**LIST OF TASKS:**
(1) How long was the unplotted transient period run in the viral transmission text's simulations?
(2) Copy word for word everything in the viral transmission text from "Directly transmitted viral" down to "heterogeneous host populations.".

**SUPPLIED TEXT:**
※
Directly transmitted viral diseases: modeling the dynamics of transmission

Abstract

A key hurdle in understanding the spread and control of infectious diseases is to capture appropriately the dynamics of pathogen transmission. As people and goods travel increasingly rapidly around the world, so do pathogens; we must be prepared to understand their spread, in terms of the contact network between hosts, viral life history and within-host dynamics. This will require collaborative work that takes into account viral life history, strategy and evolution, and host genetics, demographics and immunodynamics. Mathematical models are a useful tool for integrating the data and analyses from diverse fields that contribute to our understanding of viral transmission dynamics in heterogeneous host populations.

Figure 1

Model simulations of ten years of epidemic with a variety of parameters. Each graph plots the output of a simulated epidemic over ten years. A transient period of 190 years, not plotted here, was run to move the dynamics onto a stable limit cycle. The proportion of the population infected is plotted as a function of time in years. All simulations were run according to variants of the SEIR (susceptible, exposed, infectious, and recovered) model (Box 1). The model was seasonally forced using a sinusoidal function with a period of one year for more realistic dynamics by varying the transmission coefficient according to β(t). Seasonal forcing is a common phenomenon in childhood infections for which the dynamics are dependent on annual school term cycles. The transmission coefficient, β0, and the infectious period, γ⁻¹, were adjusted for each model to maintain approximately constant R₀, as calculated assuming the sinusoidal term in β(t) = 0. The parameters, unless otherwise specified were: N = 1, γ = 73, σ = 45.625, μ = 1/45, β0 = 1250, β1 = 0.1, ρ = 1. See Table 1 for units and biological interpretations of the parameters. (a) A standard SEIR model for an acute infection with seasonal forcing. The acute, SEIR epidemic model is shown in red in (b), (c) and (d) to highlight the differences. (b) A standard chronic infection with γ = 1, β0 = 17.12329. (c) The carrier model divides the infected class into two groups, those who carry and those who clear the infection. This graph shows the effect of having 1% of the population as carriers, maintaining the infection chronically with β0 = 150.7841 and γ2 = 0.1 or an infectious period of ten years. This has two noticeable effects on the epidemic curve. First, the number of infected individuals at any time is increased. Second, the depth of the troughs (difference between the maximum and minimum number of infected individuals) is smaller in the model with carriers than a homogeneously acute infection (trough depth 0.000202 and 0.00119, respectively). The minimum population size to maintain the expected number of infecteds > 1 is 1004 with carriers, versus 22 975 for the homogeneous acute system. (d) The SEIRS model incorporates a loss of immunity and return to the susceptible class. Loss of immunity in an acute infection results in no longer having biannual cycles, just seasonally forced yearly fluctuations and an overall increase in disease prevalence compared with the acute infection model.
※
**ENTRIES PROVIDED:**

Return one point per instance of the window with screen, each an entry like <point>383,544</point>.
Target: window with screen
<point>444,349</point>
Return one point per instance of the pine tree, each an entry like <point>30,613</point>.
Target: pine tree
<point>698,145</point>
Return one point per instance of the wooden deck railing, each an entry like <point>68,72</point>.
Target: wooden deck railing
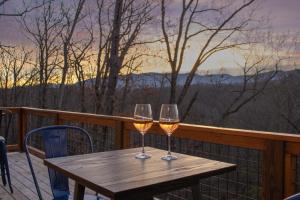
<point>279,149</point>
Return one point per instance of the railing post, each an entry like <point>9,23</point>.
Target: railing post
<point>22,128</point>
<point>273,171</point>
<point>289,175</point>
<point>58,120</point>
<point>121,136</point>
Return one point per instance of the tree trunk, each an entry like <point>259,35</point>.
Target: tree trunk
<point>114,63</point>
※
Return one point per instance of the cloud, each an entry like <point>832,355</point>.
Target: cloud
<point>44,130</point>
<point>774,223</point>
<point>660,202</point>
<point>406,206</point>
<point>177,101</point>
※
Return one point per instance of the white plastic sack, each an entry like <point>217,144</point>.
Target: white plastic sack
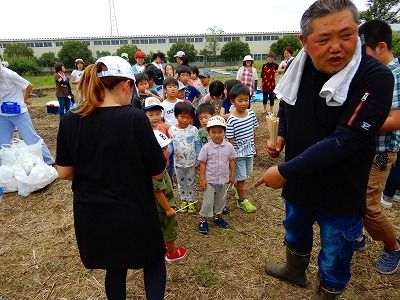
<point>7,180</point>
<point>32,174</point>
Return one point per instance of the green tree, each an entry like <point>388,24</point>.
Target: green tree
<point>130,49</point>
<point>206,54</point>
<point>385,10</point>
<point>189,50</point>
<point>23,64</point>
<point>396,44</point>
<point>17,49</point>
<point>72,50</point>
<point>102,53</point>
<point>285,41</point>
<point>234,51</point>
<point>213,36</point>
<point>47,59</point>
※
**ANSWERS BELOW:**
(1) 190 years.

(2)
Directly transmitted viral diseases: modeling the dynamics of transmission

Abstract

A key hurdle in understanding the spread and control of infectious diseases is to capture appropriately the dynamics of pathogen transmission. As people and goods travel increasingly rapidly around the world, so do pathogens; we must be prepared to understand their spread, in terms of the contact network between hosts, viral life history and within-host dynamics. This will require collaborative work that takes into account viral life history, strategy and evolution, and host genetics, demographics and immunodynamics. Mathematical models are a useful tool for integrating the data and analyses from diverse fields that contribute to our understanding of viral transmission dynamics in heterogeneous host populations.